[Start of Attachment]
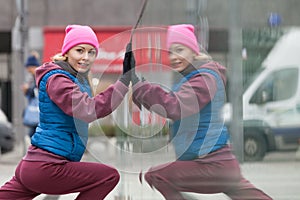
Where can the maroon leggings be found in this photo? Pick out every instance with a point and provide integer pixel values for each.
(202, 176)
(91, 180)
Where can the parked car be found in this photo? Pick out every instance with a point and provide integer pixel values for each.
(7, 137)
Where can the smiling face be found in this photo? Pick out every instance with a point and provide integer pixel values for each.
(180, 56)
(81, 57)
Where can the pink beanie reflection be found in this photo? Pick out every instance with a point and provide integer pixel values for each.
(182, 34)
(78, 34)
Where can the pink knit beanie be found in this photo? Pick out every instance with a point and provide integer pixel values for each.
(182, 34)
(78, 34)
[End of Attachment]
Task to carry out: Only the last part of the records is wanted. Repeat it exactly, beginning at the line containing "Where can the pink beanie" and ending at the final line.

Answer below:
Where can the pink beanie reflection be found in this photo? Pick out every instance with a point and provide integer pixel values for each.
(182, 34)
(78, 34)
Where can the pink knit beanie be found in this photo? Pick out every instance with a point and provide integer pixel values for each.
(182, 34)
(78, 34)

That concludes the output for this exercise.